---------- DATASET ENTRIES

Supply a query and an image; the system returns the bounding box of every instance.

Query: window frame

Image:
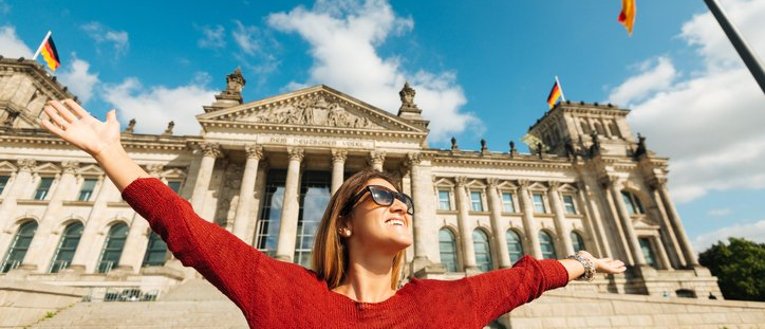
[34,176,55,200]
[437,189,452,211]
[77,178,98,201]
[469,190,484,212]
[501,191,516,213]
[562,194,577,215]
[532,192,547,213]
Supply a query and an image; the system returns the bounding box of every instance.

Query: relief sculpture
[241,93,378,129]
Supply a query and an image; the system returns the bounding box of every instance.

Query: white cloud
[102,77,216,135]
[0,25,33,58]
[607,0,765,203]
[81,22,129,57]
[197,25,226,49]
[57,56,99,103]
[231,21,280,84]
[693,219,765,252]
[267,0,480,141]
[232,21,262,55]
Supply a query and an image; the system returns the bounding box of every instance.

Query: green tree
[698,237,765,301]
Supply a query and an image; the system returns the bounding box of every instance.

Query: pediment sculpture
[239,94,382,129]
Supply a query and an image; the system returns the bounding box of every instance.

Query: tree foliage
[698,237,765,301]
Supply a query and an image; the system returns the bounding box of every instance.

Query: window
[49,222,83,273]
[470,191,483,212]
[78,178,97,201]
[580,121,591,134]
[0,175,9,195]
[539,231,557,259]
[639,237,658,269]
[438,190,451,210]
[97,223,129,273]
[562,195,577,214]
[142,232,168,267]
[439,228,458,272]
[167,181,182,194]
[621,191,645,215]
[506,230,524,264]
[532,193,546,213]
[294,171,330,267]
[501,192,515,212]
[608,122,621,138]
[473,229,493,272]
[571,232,585,253]
[256,170,286,257]
[34,177,54,200]
[1,221,38,273]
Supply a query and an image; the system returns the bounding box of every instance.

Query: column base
[411,257,447,278]
[275,255,292,262]
[692,265,712,277]
[464,266,481,276]
[63,264,87,273]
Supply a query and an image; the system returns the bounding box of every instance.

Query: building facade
[0,58,720,301]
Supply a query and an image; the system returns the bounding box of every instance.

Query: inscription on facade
[266,136,373,149]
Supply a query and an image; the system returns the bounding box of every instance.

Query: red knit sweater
[122,178,569,328]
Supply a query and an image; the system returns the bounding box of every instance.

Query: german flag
[618,0,637,36]
[546,79,563,109]
[34,32,61,71]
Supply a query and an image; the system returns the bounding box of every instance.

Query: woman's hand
[578,251,627,274]
[39,99,121,157]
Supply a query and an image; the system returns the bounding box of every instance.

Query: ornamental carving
[517,179,530,189]
[454,176,468,187]
[61,161,79,175]
[548,180,560,190]
[245,144,264,160]
[405,152,422,167]
[17,159,36,172]
[146,164,164,177]
[368,151,386,166]
[238,94,381,129]
[200,143,223,158]
[288,147,305,162]
[331,149,348,163]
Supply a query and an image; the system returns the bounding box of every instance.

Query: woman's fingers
[40,117,67,137]
[49,100,78,123]
[44,105,71,130]
[63,99,91,120]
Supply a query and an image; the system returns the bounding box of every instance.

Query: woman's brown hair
[312,169,407,290]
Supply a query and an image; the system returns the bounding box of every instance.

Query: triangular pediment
[0,161,17,173]
[78,164,104,176]
[197,85,426,134]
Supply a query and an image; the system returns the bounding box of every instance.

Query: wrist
[567,251,596,281]
[92,142,126,162]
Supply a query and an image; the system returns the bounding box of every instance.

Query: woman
[40,99,626,328]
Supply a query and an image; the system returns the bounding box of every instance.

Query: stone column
[275,147,304,262]
[245,163,269,246]
[653,235,673,270]
[647,180,686,268]
[232,145,263,242]
[518,180,543,259]
[547,181,575,256]
[454,177,477,271]
[69,176,116,273]
[190,143,222,215]
[0,160,38,263]
[23,161,80,271]
[486,178,511,268]
[605,176,646,266]
[407,153,442,273]
[368,151,385,172]
[575,180,608,257]
[656,179,699,266]
[331,149,347,195]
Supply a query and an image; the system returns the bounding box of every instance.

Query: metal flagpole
[555,75,566,102]
[32,30,52,61]
[704,0,765,95]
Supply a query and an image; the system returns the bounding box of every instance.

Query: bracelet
[567,251,596,281]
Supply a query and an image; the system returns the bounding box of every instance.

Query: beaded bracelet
[567,251,596,281]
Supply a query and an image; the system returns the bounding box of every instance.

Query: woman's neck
[333,250,396,303]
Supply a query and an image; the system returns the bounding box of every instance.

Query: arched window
[50,222,83,273]
[142,232,168,267]
[98,223,128,273]
[621,191,645,215]
[439,228,458,272]
[506,230,524,264]
[539,231,557,259]
[473,229,493,272]
[608,122,621,138]
[571,231,585,253]
[1,221,38,273]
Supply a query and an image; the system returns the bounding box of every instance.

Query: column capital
[61,161,80,175]
[486,177,500,188]
[455,176,468,187]
[405,152,422,167]
[548,180,561,190]
[245,144,264,160]
[517,179,530,189]
[598,174,621,189]
[199,143,223,158]
[647,176,668,190]
[575,180,588,191]
[331,148,348,163]
[288,147,305,162]
[17,159,36,172]
[368,150,386,165]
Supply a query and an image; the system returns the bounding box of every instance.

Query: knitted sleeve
[121,177,278,316]
[467,255,569,326]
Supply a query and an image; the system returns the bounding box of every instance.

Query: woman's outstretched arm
[39,99,149,191]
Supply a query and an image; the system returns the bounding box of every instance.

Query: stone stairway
[30,279,247,329]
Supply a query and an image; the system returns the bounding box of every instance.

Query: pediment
[35,162,60,174]
[78,164,104,176]
[197,85,426,134]
[0,161,17,172]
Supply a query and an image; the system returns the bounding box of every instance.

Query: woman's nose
[389,199,408,214]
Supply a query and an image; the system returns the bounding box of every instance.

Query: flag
[33,31,61,71]
[618,0,636,36]
[546,78,565,109]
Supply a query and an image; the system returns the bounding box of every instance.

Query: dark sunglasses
[342,185,414,216]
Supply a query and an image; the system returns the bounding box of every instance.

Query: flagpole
[555,76,567,102]
[32,30,52,61]
[704,0,765,95]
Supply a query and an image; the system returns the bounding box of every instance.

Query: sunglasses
[342,185,415,216]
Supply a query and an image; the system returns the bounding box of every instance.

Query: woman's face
[345,178,413,253]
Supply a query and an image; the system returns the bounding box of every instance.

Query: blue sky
[2,0,764,253]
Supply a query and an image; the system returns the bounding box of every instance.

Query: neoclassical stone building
[0,57,721,303]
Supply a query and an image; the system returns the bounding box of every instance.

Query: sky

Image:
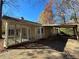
[3,0,79,23]
[3,0,48,22]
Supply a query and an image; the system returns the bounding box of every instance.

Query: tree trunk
[0,0,3,39]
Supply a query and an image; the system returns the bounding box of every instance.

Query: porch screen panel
[2,22,5,38]
[22,28,28,42]
[15,24,22,43]
[8,25,15,46]
[36,27,40,39]
[15,29,21,43]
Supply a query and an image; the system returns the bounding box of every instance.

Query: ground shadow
[8,31,69,52]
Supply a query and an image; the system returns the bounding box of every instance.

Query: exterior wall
[0,39,4,52]
[44,27,50,38]
[43,27,58,38]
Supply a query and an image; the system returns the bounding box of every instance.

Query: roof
[2,15,41,26]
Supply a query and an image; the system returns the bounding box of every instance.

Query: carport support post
[73,26,78,40]
[75,26,79,40]
[4,21,8,48]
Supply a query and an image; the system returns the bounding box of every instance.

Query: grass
[59,28,74,36]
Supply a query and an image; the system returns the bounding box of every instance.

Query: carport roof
[42,24,77,28]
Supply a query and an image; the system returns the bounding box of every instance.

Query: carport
[42,24,78,40]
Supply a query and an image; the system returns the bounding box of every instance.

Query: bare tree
[61,0,79,23]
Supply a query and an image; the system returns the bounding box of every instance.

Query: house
[2,16,45,48]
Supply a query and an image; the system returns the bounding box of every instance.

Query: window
[8,29,15,36]
[2,23,5,35]
[37,27,44,34]
[22,28,27,38]
[8,25,15,36]
[16,29,20,36]
[41,28,44,34]
[37,28,40,34]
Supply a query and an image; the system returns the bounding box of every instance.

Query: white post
[20,27,22,43]
[4,21,8,48]
[27,27,29,41]
[14,24,16,44]
[40,27,42,38]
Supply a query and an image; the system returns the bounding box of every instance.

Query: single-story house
[2,16,45,48]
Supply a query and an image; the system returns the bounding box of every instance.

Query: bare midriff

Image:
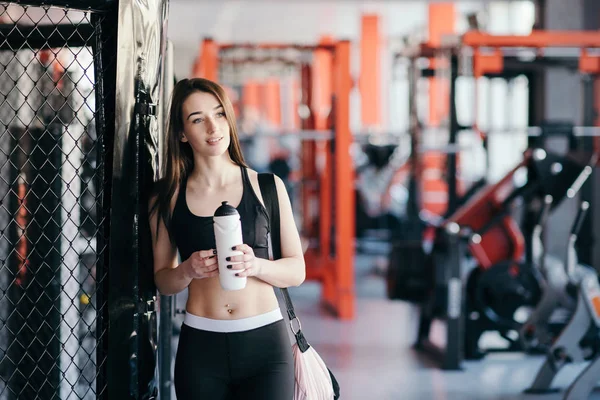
[185,276,279,319]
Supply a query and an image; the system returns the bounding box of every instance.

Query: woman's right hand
[184,249,219,280]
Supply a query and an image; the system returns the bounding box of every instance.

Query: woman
[149,78,305,399]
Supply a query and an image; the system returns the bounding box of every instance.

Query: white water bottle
[213,201,246,291]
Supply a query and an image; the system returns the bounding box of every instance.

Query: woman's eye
[192,118,203,124]
[216,112,225,118]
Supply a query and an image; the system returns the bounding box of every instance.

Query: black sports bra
[171,167,270,262]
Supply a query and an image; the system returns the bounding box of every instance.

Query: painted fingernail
[226,256,231,261]
[213,250,217,255]
[235,273,239,277]
[231,246,236,250]
[227,265,232,269]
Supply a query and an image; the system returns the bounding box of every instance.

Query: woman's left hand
[227,244,263,278]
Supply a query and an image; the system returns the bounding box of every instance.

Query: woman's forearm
[154,261,192,295]
[256,256,306,288]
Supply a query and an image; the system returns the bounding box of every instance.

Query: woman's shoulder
[244,167,286,201]
[245,167,283,185]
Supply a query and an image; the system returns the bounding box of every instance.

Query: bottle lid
[214,201,239,217]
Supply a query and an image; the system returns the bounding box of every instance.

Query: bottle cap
[214,201,239,217]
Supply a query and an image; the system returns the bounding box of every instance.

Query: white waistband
[183,308,283,333]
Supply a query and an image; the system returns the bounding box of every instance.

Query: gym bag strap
[257,173,299,329]
[257,173,340,400]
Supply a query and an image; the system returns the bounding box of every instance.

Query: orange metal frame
[407,28,600,174]
[397,26,600,226]
[461,30,600,77]
[193,38,355,319]
[403,30,600,85]
[461,30,600,154]
[426,4,455,214]
[462,31,600,48]
[360,15,381,128]
[394,4,457,216]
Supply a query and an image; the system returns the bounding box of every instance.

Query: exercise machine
[462,149,597,359]
[393,29,600,364]
[520,165,595,353]
[562,274,600,400]
[410,146,596,370]
[525,201,600,396]
[518,194,575,353]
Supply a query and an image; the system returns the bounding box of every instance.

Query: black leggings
[174,319,294,400]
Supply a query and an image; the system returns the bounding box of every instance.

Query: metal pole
[578,74,595,267]
[406,57,421,218]
[446,55,459,215]
[91,8,118,398]
[333,40,355,319]
[158,39,174,400]
[0,44,16,400]
[443,222,464,371]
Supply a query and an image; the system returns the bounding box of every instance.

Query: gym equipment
[396,29,600,265]
[519,194,574,353]
[386,178,485,303]
[520,168,595,353]
[524,201,600,396]
[409,147,596,368]
[413,221,468,370]
[355,143,407,241]
[461,149,597,359]
[562,274,600,400]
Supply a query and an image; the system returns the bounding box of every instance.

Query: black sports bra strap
[241,166,251,186]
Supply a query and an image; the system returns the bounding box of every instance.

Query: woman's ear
[180,132,188,143]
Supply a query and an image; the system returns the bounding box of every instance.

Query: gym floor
[169,251,600,400]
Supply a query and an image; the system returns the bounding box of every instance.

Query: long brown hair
[151,78,247,242]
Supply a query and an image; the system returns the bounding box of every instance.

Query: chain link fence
[0,3,116,399]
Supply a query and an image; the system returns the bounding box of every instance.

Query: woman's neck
[189,155,240,189]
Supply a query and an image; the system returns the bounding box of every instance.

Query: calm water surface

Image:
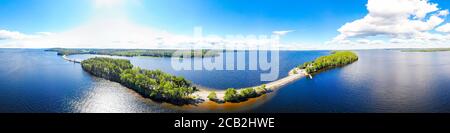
[1,49,450,113]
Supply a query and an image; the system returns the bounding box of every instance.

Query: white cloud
[0,18,283,49]
[0,30,41,40]
[436,23,450,33]
[36,18,193,48]
[272,30,295,36]
[334,0,447,41]
[329,0,450,48]
[438,10,449,16]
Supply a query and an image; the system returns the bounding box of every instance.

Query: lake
[1,49,450,113]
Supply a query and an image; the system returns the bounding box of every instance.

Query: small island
[46,48,219,57]
[68,50,359,106]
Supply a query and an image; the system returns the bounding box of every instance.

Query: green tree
[224,88,239,102]
[207,91,217,101]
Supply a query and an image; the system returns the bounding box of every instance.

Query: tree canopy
[207,91,218,101]
[223,87,264,103]
[298,51,358,74]
[81,57,197,105]
[46,48,219,58]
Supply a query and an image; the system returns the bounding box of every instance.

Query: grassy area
[46,48,219,57]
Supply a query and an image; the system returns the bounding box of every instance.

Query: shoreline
[62,55,81,63]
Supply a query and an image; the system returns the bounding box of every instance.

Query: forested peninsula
[400,48,450,52]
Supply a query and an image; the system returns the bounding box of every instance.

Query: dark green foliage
[81,57,133,81]
[81,57,196,105]
[224,88,239,102]
[298,61,313,69]
[298,51,358,74]
[223,87,261,103]
[120,68,196,103]
[207,91,217,101]
[46,48,219,57]
[239,88,258,99]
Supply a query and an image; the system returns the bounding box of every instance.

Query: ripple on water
[69,77,176,113]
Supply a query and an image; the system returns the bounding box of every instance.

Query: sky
[0,0,450,49]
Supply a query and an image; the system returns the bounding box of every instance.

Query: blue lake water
[1,49,450,113]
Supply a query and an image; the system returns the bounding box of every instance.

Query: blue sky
[129,0,368,43]
[1,0,450,49]
[0,0,92,32]
[0,0,368,43]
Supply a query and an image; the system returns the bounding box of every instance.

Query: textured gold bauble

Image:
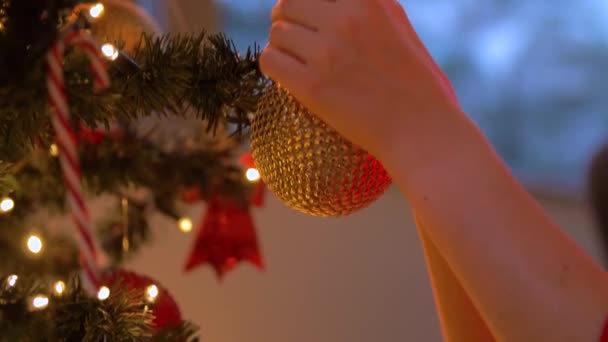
[85,0,160,54]
[251,84,392,217]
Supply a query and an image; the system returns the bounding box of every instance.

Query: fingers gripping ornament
[250,84,392,217]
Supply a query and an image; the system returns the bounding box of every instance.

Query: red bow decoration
[240,152,265,207]
[184,195,264,278]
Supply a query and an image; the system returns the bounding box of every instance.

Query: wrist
[378,108,492,197]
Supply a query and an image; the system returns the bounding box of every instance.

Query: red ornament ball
[103,270,182,330]
[251,84,392,216]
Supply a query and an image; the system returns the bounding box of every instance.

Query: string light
[97,286,110,300]
[245,168,261,182]
[6,275,17,287]
[31,295,49,310]
[101,43,119,61]
[54,281,66,295]
[145,284,159,302]
[0,8,5,32]
[89,3,105,18]
[49,143,59,157]
[26,235,43,254]
[0,197,14,213]
[178,217,193,233]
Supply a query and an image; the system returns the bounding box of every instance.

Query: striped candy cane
[47,29,110,295]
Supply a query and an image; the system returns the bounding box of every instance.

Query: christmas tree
[0,0,266,340]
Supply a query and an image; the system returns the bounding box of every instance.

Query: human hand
[259,0,465,167]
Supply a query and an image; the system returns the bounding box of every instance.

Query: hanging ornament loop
[46,28,110,295]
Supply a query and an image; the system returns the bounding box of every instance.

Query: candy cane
[47,29,110,295]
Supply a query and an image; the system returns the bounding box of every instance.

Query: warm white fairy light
[49,143,59,157]
[245,168,261,182]
[97,286,110,300]
[7,275,17,287]
[101,43,119,61]
[27,235,43,254]
[32,295,49,309]
[54,281,66,295]
[0,197,14,213]
[89,3,105,18]
[146,284,159,302]
[178,217,193,233]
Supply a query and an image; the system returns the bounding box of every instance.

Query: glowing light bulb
[97,286,110,300]
[27,235,43,254]
[146,284,159,302]
[0,197,14,213]
[7,275,17,287]
[89,3,104,18]
[246,168,261,182]
[32,295,49,309]
[54,281,66,295]
[101,43,119,61]
[178,217,193,233]
[49,143,59,157]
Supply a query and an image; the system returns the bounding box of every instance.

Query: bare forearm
[416,215,495,342]
[388,114,608,341]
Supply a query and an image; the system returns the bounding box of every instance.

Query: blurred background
[125,1,608,341]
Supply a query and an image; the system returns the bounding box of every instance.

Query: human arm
[259,0,608,340]
[408,23,495,341]
[385,115,608,341]
[416,214,495,342]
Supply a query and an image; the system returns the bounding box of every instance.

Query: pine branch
[0,0,94,86]
[0,216,81,280]
[0,6,263,272]
[0,161,16,194]
[0,124,257,274]
[0,29,266,162]
[0,3,262,339]
[0,272,201,341]
[0,274,163,341]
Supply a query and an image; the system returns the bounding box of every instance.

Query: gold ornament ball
[81,0,160,54]
[251,84,392,217]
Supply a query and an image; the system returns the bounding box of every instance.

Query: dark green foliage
[0,161,16,194]
[0,274,198,341]
[0,28,264,162]
[0,0,94,86]
[0,125,257,271]
[0,0,268,338]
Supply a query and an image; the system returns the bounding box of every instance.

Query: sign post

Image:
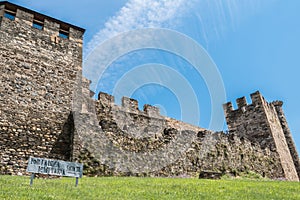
[30,173,35,186]
[26,157,83,187]
[76,177,79,187]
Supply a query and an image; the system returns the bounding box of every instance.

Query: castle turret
[223,91,299,181]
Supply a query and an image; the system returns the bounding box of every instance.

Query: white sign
[27,157,83,178]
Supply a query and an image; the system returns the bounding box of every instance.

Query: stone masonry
[0,2,299,181]
[224,92,299,181]
[71,91,294,180]
[0,1,84,174]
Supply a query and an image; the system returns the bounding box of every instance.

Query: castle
[0,2,299,181]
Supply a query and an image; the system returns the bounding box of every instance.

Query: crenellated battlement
[122,96,139,113]
[143,104,160,118]
[236,96,247,108]
[98,92,161,118]
[0,1,84,42]
[98,92,115,106]
[271,100,283,107]
[223,91,266,114]
[250,91,265,105]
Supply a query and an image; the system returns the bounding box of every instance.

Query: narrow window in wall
[59,24,69,39]
[4,8,16,20]
[32,15,44,30]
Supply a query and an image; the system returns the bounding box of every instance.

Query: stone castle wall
[0,2,84,175]
[272,101,300,178]
[0,2,299,181]
[224,91,299,181]
[71,91,287,179]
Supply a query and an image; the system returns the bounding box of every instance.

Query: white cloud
[85,0,196,57]
[84,0,269,57]
[83,0,270,93]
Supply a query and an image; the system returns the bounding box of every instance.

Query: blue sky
[8,0,300,152]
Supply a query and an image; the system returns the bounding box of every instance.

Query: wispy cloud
[85,0,268,56]
[83,0,269,94]
[82,0,270,130]
[191,0,265,47]
[85,0,196,56]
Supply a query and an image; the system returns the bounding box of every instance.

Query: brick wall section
[224,91,299,181]
[0,3,84,175]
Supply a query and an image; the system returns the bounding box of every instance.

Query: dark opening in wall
[4,9,16,20]
[59,24,69,39]
[3,4,17,21]
[32,15,44,30]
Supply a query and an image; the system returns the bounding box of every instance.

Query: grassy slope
[0,176,299,200]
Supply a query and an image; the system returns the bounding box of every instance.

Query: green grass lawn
[0,175,299,200]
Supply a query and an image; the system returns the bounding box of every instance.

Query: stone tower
[223,91,300,181]
[0,1,84,174]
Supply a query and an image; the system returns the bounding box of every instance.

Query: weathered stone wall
[224,91,299,181]
[0,2,84,175]
[72,91,204,173]
[272,101,300,178]
[264,100,298,181]
[1,2,299,181]
[71,91,287,179]
[155,131,284,179]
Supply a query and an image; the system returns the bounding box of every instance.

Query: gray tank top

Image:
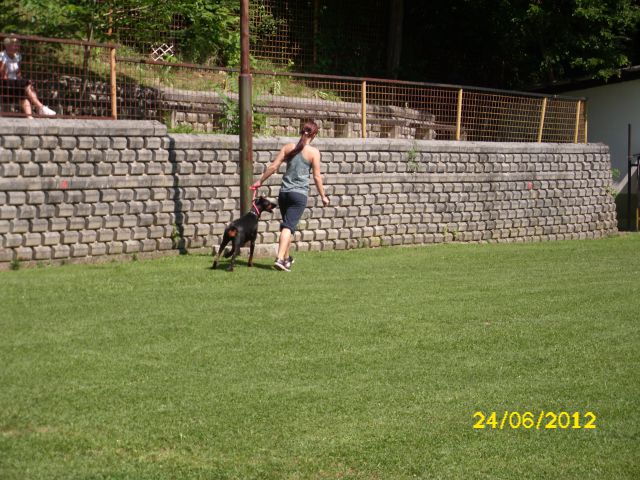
[280,150,312,195]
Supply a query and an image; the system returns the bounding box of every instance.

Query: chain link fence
[1,33,586,143]
[0,34,116,118]
[94,0,386,74]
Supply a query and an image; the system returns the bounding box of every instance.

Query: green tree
[175,0,240,65]
[515,0,640,84]
[400,0,640,88]
[0,0,240,66]
[0,0,105,39]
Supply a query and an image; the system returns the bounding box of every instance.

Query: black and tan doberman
[211,196,277,271]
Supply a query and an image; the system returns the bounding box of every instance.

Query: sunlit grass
[1,235,639,479]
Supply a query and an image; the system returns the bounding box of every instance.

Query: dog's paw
[226,265,234,272]
[211,261,218,269]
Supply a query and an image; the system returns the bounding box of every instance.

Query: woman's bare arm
[254,143,294,186]
[311,150,330,206]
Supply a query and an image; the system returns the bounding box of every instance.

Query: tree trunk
[386,0,404,79]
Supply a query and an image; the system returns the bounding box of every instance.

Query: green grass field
[1,235,639,479]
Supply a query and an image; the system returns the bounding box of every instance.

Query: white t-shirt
[0,51,21,80]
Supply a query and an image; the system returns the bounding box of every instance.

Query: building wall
[0,119,618,268]
[564,79,640,194]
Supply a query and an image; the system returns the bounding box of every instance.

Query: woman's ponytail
[284,120,319,162]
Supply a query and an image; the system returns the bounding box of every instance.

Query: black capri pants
[0,78,31,103]
[278,190,307,233]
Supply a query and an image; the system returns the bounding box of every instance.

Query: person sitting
[0,35,56,118]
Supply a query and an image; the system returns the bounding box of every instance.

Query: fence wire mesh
[250,0,315,69]
[0,34,115,118]
[94,0,188,61]
[115,57,234,128]
[1,33,586,143]
[93,1,386,73]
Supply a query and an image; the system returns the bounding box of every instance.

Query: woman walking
[252,120,330,271]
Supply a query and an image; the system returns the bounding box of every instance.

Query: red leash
[250,185,261,216]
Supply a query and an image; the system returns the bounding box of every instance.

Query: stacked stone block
[0,120,169,264]
[271,142,617,252]
[0,119,618,268]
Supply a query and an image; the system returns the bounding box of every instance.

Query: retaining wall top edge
[253,137,609,154]
[157,135,612,156]
[0,118,609,155]
[0,118,166,136]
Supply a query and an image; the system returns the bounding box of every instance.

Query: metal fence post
[239,0,253,215]
[584,103,588,144]
[537,97,547,143]
[455,88,463,140]
[628,124,632,230]
[361,80,367,139]
[574,100,582,143]
[110,46,117,119]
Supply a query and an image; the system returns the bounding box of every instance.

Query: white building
[540,67,640,196]
[536,67,640,228]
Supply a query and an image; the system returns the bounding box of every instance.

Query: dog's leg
[212,235,230,269]
[226,239,242,272]
[247,239,255,267]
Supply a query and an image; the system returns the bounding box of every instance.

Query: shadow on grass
[207,258,275,271]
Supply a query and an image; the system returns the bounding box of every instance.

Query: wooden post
[574,100,582,143]
[110,47,117,120]
[455,89,463,140]
[537,97,547,143]
[361,80,367,139]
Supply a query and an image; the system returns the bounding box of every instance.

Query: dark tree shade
[399,0,640,88]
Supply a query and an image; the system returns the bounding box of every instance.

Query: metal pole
[361,80,367,139]
[313,0,319,67]
[584,102,588,144]
[455,89,463,141]
[110,47,117,119]
[239,0,253,215]
[537,97,547,143]
[573,100,581,143]
[637,154,640,231]
[628,124,632,230]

--------------------

#### YOUR OBJECTIVE:
Would you print the line containing "Query: wooden post" and every line after it up to the end of the listing above, exactly, and nothing else?

#### EXERCISE OUTPUT:
Query: wooden post
[574,100,582,143]
[110,47,117,120]
[455,89,463,140]
[537,97,547,143]
[361,80,367,139]
Supply a query and an image; the system returns the bounding box of every instance.

Query: dark tree shade
[399,0,640,88]
Supply a query and an image; the system returns the bounding box of every instance.

Query: metal pole
[361,80,367,139]
[313,0,319,67]
[584,102,588,144]
[455,89,463,141]
[110,47,117,119]
[239,0,253,215]
[537,97,547,143]
[573,100,581,143]
[637,154,640,231]
[628,124,632,230]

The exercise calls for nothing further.